● **Text for analysis**:

Start of Block

Filovirus is the single genus in the family Filoviridae of the order Mononegavirales. Members of this group of RNA viruses cause sporadic episodes of severe hemorrhagic disease in human and nonhuman primates. The best-known filoviruses are the Ebola virus and Marburg virus. New strains of filoviruses continue to be recognized, mostly but not exclusively in Africa.
Marburg virus was isolated in 1967, from an outbreak that occurred in Marburg, Germany, when laboratory workers were exposed to infected tissue from monkeys imported from Uganda. Ebola virus was first isolated from humans during concurrent outbreaks of viral hemorrhagic fever in northern Zaire (now the Democratic Republic of Congo) and southern Sudan in 1976. An Ebola outbreak occurred in Zaire from January to June 1995, killing over 200 people.

End of Block

● **Tasks to perform**:
A. Answer these questions from the filovirus passage:
(i) To which family does the genus Filovirus belong?
(ii) In what year was Marburg virus isolated?
(iii) Between which months did the 1995 Ebola outbreak in Zaire take place?
B. How would you extend the filovirus passage past its last sentence?
Nothing in the material is needed for this work.

● **Given material**:
Start of Block

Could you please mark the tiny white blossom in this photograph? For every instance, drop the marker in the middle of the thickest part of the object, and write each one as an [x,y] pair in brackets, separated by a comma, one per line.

End of Block

● **Responses by task**:
A.
(i) Filoviridae
(ii) 1967
(iii) January and June

B.
The first symptoms of Ebola infection include fever, headache, chills, aching muscles, and malaise. More serious manifestations then follow: severe abdominal pain, vomiting, and diarrhea. In over half the cases the infected person begins to hemorrhage from many parts of the body, resulting in death. Although the risk of infection after direct exposure to infectious blood or other bodily fluids from obviously sick patients is high, transmissibility from infected humans who do not appear ill to other humans seems to be low. This factor makes containment of the disease a much more feasible task.